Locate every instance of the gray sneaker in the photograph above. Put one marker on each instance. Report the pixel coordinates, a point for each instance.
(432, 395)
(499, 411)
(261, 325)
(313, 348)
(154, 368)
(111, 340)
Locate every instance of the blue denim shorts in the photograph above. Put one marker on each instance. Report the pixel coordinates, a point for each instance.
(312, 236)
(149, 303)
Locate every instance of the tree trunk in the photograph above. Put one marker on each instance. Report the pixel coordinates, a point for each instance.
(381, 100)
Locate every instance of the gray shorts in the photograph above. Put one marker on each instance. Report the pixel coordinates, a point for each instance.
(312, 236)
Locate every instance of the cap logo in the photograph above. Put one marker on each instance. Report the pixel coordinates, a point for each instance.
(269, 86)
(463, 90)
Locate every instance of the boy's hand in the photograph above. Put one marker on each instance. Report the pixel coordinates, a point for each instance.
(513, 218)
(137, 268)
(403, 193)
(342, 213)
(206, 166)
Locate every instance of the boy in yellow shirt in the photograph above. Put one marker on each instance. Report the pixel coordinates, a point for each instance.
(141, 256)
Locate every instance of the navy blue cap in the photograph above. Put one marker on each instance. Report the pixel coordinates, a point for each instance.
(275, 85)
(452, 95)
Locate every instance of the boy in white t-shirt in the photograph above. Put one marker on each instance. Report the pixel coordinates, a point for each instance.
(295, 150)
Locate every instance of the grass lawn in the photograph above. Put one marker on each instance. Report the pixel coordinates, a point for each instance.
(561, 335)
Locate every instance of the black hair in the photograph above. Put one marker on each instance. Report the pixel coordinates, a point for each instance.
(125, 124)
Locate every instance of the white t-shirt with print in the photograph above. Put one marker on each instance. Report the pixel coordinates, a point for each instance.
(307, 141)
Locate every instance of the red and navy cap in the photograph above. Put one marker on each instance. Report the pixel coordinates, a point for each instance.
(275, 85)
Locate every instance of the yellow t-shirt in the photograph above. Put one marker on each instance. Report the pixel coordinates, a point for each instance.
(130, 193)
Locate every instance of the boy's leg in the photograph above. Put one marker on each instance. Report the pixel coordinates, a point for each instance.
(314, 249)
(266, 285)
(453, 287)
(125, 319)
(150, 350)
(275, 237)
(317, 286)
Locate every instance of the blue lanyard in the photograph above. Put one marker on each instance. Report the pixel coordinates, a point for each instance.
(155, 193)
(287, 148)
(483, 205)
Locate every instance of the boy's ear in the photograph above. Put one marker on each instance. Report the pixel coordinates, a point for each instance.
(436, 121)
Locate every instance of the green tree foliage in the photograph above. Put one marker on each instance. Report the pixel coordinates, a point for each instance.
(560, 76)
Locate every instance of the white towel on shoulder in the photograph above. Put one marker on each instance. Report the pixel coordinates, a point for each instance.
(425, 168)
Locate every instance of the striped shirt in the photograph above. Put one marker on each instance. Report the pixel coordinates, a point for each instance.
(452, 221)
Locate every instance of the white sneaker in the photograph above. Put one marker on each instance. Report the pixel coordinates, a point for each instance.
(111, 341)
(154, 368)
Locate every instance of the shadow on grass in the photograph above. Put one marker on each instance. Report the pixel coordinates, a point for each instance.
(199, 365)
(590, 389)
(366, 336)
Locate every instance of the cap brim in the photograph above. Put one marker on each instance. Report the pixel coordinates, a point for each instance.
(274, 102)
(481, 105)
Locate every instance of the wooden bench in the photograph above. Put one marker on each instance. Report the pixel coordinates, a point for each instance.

····················

Directions — Nothing but the complete listing, repeated exactly, belongs in the answer.

Answer for the task —
Locate every instance of the gray sneaker in the photograph above. Put one marker on each instance. Report the pixel coordinates, a point for each instance.
(432, 395)
(499, 411)
(261, 325)
(313, 348)
(154, 368)
(111, 340)
Locate every instance of the blue denim shorts in the photograph above. Put one marker on each instance. Report the pixel coordinates, a point for each instance.
(312, 236)
(149, 303)
Locate every instance of the tree trunk in the photograph above. Put one marker on each instance. Report the pixel coordinates, a point for each instance.
(381, 100)
Locate every instance of the gray shorts in the photograph above. Put one marker on each instance. Report the pixel coordinates, a point for each instance.
(312, 236)
Locate every instance of the cap logo in the photograph above. Put one marker on each instance. Report the pixel coordinates, a point for each instance.
(269, 86)
(463, 90)
Locate every instance of the boy's hand in the photograph above. Put one marker on each instance. Report the pixel coordinates, a point for each instance.
(513, 218)
(137, 268)
(403, 193)
(342, 213)
(206, 166)
Locate every instance of the boy in yellow shirt in the photograph above. Put one marker on each instance. Report the pixel coordinates, a point for each instance.
(141, 256)
Locate every instance of the navy blue cap in the photograph above. Put one marker on each instance. Report the pixel coordinates, a point for each instance.
(275, 85)
(452, 95)
Locate every instance of the boy in white t-shirt in the photograph above. Put one marker on each instance. Report the pixel coordinates, a point for each instance.
(295, 150)
Locate every instance of the grass lawn in the photograph above. Put one marker on each instance. Report the pixel coordinates, a point for each instance.
(561, 335)
Locate every instance of the black hair in the photograph above. Put one marker on each instance. Report the pixel coordinates, a point for each instance.
(125, 124)
Locate every instance of the white t-shirt with print in the photograph above. Put one marker on each instance. Report the pixel coordinates, a point for each instance.
(307, 141)
Locate every instance of the red and navy cap in the photograph above. Put one marker on each instance. Report the pixel coordinates, a point for each instance.
(275, 85)
Locate every instance of the yellow t-shirt in the photograph above. Put one marker on each instance. Report the pixel coordinates, a point for each instance.
(130, 193)
Locate every instance of the boy's leg in the photograph above. Put one marker on each instance. Report the pixel coordinates, a point for each instance.
(314, 249)
(266, 285)
(453, 287)
(125, 319)
(150, 350)
(275, 237)
(317, 286)
Locate every instance of the blue lanyard in the photograph above. Put one marker on each instance. Report the pixel coordinates, a point for each instance.
(155, 193)
(287, 148)
(483, 205)
Locate every instance of the boy's ear in the photograph above. Put one marker on each instance. Report the pixel coordinates, a point for each instance.
(436, 121)
Locate every instance of the green tree foliage in the photograph above. Put one marker on each instance. Report the pixel coordinates, a point for each instance.
(560, 76)
Locate every instance of the white towel on shoulder in the photograph above. Put one marker on each instance. Report the pixel coordinates, a point for each instance.
(425, 168)
Locate every instance of the striped shirt in the photograph above. Put one marker on each instance. Report the pixel coordinates, a point for each instance.
(452, 221)
Locate every instance of the white sneaker in the photograph above. Put one marker on each instance. Report the pixel coordinates, a point for each instance.
(111, 341)
(154, 368)
Locate every instance of the shadow on grass in the photograph above. Put one marker on each instance. Report the pixel coordinates, a point for each instance.
(199, 365)
(590, 389)
(366, 336)
Locate every instance of the cap brim in the photograph above. Put one marker on each instance. Report the pixel coordinates, a point for each instance.
(274, 102)
(481, 105)
Locate every instance of the wooden bench in the photograph above. Put one marker on each instance. Report the pixel coordinates, a point for each instance.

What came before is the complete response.